* [Task brief] Print the listing below in its entirety, character for character.

* [Supplied data]

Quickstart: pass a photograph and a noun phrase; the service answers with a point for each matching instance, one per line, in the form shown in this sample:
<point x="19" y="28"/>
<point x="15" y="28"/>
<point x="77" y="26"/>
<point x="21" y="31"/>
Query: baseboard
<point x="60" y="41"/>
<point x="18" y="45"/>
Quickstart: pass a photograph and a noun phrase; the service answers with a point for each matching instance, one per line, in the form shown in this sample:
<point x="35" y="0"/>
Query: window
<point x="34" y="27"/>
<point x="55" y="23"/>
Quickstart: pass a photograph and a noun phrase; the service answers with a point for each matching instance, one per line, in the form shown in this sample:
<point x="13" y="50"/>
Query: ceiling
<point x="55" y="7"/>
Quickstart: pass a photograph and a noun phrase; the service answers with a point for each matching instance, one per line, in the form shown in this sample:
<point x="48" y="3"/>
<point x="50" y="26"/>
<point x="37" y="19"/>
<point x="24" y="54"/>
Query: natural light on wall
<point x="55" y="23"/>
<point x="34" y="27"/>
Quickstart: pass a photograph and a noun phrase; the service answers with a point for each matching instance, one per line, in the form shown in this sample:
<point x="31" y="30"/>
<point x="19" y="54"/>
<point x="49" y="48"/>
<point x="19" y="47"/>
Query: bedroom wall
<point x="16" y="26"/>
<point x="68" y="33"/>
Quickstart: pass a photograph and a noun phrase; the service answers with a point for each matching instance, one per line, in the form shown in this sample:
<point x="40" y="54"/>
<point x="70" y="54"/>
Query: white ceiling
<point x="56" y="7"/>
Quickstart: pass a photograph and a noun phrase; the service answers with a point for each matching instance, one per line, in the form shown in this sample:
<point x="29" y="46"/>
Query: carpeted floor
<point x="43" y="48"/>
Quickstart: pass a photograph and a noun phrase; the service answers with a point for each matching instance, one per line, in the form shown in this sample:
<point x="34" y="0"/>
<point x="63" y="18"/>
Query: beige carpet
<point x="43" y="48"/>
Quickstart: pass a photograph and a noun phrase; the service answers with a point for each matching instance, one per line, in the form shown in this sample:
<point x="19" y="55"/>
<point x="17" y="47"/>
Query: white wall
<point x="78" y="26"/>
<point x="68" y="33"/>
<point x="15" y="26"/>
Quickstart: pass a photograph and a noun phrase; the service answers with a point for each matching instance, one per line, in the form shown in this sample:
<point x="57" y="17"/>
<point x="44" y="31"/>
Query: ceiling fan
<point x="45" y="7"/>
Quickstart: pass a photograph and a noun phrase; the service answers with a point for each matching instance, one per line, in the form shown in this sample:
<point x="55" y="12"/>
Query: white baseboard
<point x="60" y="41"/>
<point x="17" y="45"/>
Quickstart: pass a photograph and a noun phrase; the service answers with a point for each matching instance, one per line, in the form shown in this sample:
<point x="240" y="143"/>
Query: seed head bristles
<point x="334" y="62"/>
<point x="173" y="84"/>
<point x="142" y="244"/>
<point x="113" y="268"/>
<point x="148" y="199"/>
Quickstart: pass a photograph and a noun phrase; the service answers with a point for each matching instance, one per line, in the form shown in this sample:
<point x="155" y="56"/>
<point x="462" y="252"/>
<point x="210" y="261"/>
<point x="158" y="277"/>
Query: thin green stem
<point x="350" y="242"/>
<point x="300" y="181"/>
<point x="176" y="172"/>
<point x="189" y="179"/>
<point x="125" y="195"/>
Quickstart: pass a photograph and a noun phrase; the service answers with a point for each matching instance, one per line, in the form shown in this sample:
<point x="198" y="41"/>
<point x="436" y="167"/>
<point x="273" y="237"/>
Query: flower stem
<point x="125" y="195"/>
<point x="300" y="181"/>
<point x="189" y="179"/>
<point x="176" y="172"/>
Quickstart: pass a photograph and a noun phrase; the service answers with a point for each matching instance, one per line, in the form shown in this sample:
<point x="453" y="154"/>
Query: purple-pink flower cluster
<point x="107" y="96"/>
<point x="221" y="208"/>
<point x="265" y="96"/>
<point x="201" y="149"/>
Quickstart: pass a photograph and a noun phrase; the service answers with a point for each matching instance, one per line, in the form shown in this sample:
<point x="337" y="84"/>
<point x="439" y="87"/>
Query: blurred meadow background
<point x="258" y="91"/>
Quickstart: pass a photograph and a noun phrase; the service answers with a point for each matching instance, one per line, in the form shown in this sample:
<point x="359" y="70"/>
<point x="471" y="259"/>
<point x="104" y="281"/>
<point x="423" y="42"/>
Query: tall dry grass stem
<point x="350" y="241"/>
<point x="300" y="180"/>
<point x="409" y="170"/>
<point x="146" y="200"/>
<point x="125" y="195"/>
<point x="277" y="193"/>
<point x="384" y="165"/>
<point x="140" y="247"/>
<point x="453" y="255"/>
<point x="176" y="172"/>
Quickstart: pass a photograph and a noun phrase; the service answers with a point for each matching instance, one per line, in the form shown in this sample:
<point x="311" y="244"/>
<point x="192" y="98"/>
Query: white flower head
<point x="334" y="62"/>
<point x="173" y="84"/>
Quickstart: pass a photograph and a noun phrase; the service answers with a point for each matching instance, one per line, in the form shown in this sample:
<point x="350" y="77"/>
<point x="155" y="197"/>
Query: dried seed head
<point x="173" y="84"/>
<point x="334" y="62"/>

* [Answer for this exercise]
Quickstart: pass a photograph and a noun phrase; the service answers with a point for each matching instance, one per line, in the form shown in this sample:
<point x="19" y="28"/>
<point x="15" y="28"/>
<point x="77" y="26"/>
<point x="21" y="31"/>
Query: baseboard
<point x="60" y="41"/>
<point x="18" y="45"/>
Quickstart: pass a photograph and a noun phrase; the service answers with a point for each matching instance, one per line, in the form shown in this sample:
<point x="35" y="0"/>
Query: window
<point x="34" y="27"/>
<point x="55" y="23"/>
Quickstart: pass a photograph and a noun phrase; the service answers with a point for each matching instance, one per line, in the form shown in this sample:
<point x="13" y="50"/>
Query: ceiling
<point x="55" y="7"/>
Quickstart: pass a photograph and a noun phrase; the service answers with a point for each matching instance, one per line, in the form shown in this sample:
<point x="48" y="3"/>
<point x="50" y="26"/>
<point x="37" y="19"/>
<point x="24" y="54"/>
Query: natural light on wall
<point x="55" y="23"/>
<point x="34" y="27"/>
Quickstart: pass a photograph and a noun phrase; the service answers with a point for each matching instance, one per line, in the form shown in this sample:
<point x="31" y="30"/>
<point x="19" y="54"/>
<point x="49" y="48"/>
<point x="19" y="47"/>
Query: bedroom wall
<point x="16" y="26"/>
<point x="68" y="33"/>
Quickstart: pass a photograph and a noun phrase; the service answers with a point for each matching instance, one per line, in the form shown in this sample:
<point x="40" y="54"/>
<point x="70" y="54"/>
Query: white ceiling
<point x="56" y="7"/>
Quickstart: pass a photograph and a noun phrase; the service answers with a point for each matching instance, one per line, in the form shown in this sample:
<point x="29" y="46"/>
Query: carpeted floor
<point x="43" y="48"/>
Quickstart: pass a photograph and a noun phrase; the service answers with a point for each matching instance, one per line, in the form shown in this sample:
<point x="34" y="0"/>
<point x="63" y="18"/>
Query: beige carpet
<point x="43" y="48"/>
Quickstart: pass a photograph and a noun phrase; the service answers with a point for each matching instance, one per line, in the form shown in this sample:
<point x="19" y="55"/>
<point x="17" y="47"/>
Query: white wall
<point x="78" y="26"/>
<point x="68" y="33"/>
<point x="15" y="26"/>
Quickstart: pass a photograph and a noun phrase; the service answers with a point for each matching instance, one per line, in the form shown in this sample:
<point x="57" y="17"/>
<point x="44" y="31"/>
Query: ceiling fan
<point x="45" y="7"/>
Quickstart: pass a photograph and a noun phrase; the service answers with a point for each matching instance, one per line, in the form shown in this sample:
<point x="55" y="12"/>
Query: white baseboard
<point x="60" y="41"/>
<point x="17" y="45"/>
Quickstart: pass a photograph and a noun phrase; the service answers with a point for each matching instance, one per line, in the form shown in this sample:
<point x="240" y="143"/>
Query: seed head bristles
<point x="334" y="62"/>
<point x="173" y="84"/>
<point x="142" y="244"/>
<point x="113" y="268"/>
<point x="148" y="199"/>
Quickstart: pass a photograph and a noun phrase; the service answers with a point for each matching instance, one per line, in the form shown in this sample:
<point x="155" y="56"/>
<point x="462" y="252"/>
<point x="210" y="261"/>
<point x="158" y="277"/>
Query: thin green stem
<point x="350" y="242"/>
<point x="300" y="181"/>
<point x="176" y="172"/>
<point x="189" y="179"/>
<point x="125" y="195"/>
Quickstart: pass a photograph and a noun phrase; the service answers with a point for each matching instance, one per line, in the form shown in this sample:
<point x="198" y="41"/>
<point x="436" y="167"/>
<point x="273" y="237"/>
Query: flower stem
<point x="125" y="195"/>
<point x="300" y="181"/>
<point x="189" y="179"/>
<point x="176" y="172"/>
Quickstart: pass a photograph and a noun phrase; the service answers with a point for each matching instance, one per line, in the form shown in this sample:
<point x="453" y="154"/>
Query: purple-pink flower cluster
<point x="107" y="96"/>
<point x="221" y="208"/>
<point x="265" y="96"/>
<point x="201" y="149"/>
Quickstart: pass a photograph and a noun phrase; the service answers with a point for each matching instance, one per line, in the form shown in this sample:
<point x="337" y="84"/>
<point x="439" y="87"/>
Query: blurred meadow background
<point x="258" y="91"/>
Quickstart: pass a photograph and a noun phrase; the service answers with a point for each matching instance, one per line, in the form shown in this sample:
<point x="359" y="70"/>
<point x="471" y="259"/>
<point x="104" y="281"/>
<point x="423" y="42"/>
Query: tall dry grass stem
<point x="350" y="241"/>
<point x="300" y="180"/>
<point x="409" y="170"/>
<point x="146" y="200"/>
<point x="125" y="195"/>
<point x="277" y="193"/>
<point x="384" y="165"/>
<point x="140" y="247"/>
<point x="453" y="255"/>
<point x="176" y="172"/>
Quickstart: pass a photograph and a noun phrase; the service answers with a point for each matching instance, one per line, in the form shown in this sample:
<point x="311" y="244"/>
<point x="192" y="98"/>
Query: white flower head
<point x="334" y="62"/>
<point x="173" y="84"/>
Quickstart: pass a photograph and a noun phrase; the service answers with a point for each matching instance, one per line, in the form shown in this sample:
<point x="350" y="77"/>
<point x="155" y="197"/>
Query: dried seed head
<point x="173" y="84"/>
<point x="334" y="62"/>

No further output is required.